• **Recorded information**

━━━━━━━━━━━━━━━━

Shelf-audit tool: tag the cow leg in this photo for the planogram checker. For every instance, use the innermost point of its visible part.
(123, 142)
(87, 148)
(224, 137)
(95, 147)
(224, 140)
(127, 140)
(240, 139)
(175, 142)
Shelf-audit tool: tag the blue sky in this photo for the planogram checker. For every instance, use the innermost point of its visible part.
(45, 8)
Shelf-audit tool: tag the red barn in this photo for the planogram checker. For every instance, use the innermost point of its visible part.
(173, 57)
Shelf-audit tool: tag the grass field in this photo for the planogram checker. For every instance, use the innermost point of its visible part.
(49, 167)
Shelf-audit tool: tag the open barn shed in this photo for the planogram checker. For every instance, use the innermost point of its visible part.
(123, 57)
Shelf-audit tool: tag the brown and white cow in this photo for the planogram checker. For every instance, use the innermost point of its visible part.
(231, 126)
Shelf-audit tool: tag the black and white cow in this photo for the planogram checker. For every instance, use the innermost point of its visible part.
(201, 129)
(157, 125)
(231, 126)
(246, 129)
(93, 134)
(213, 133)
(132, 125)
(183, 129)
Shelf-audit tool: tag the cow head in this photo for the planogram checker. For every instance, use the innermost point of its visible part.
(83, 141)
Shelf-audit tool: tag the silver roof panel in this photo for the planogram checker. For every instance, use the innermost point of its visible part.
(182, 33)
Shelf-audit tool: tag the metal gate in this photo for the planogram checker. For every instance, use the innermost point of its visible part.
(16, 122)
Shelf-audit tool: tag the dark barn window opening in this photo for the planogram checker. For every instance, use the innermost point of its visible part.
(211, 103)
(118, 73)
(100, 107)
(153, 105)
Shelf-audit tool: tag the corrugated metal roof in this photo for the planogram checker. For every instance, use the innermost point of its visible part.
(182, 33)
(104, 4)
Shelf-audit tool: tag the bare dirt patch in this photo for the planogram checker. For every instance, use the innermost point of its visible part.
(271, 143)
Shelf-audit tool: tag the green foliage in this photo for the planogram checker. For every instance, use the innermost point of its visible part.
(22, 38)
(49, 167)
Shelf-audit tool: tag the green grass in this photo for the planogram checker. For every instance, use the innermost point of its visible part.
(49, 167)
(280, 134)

━━━━━━━━━━━━━━━━

• **Task details**
Extract the lines above from the one containing "Shelf-audit tool: tag the bare" to the last line, both included, exactly as written.

• **Worked solution**
Shelf-audit tool: tag the bare dirt patch in this photo for the planogram checker. For every instance, use the innermost point of its visible part.
(271, 143)
Shelf-audit tool: tag the green foliage in this photo for the planogram checker. For every instance, use the innermost point of its visible part.
(22, 38)
(49, 167)
Shelf-audit tool: tag the green grass in this photo for the planogram checker. For every instance, use the innermost point of its visible part.
(49, 167)
(280, 134)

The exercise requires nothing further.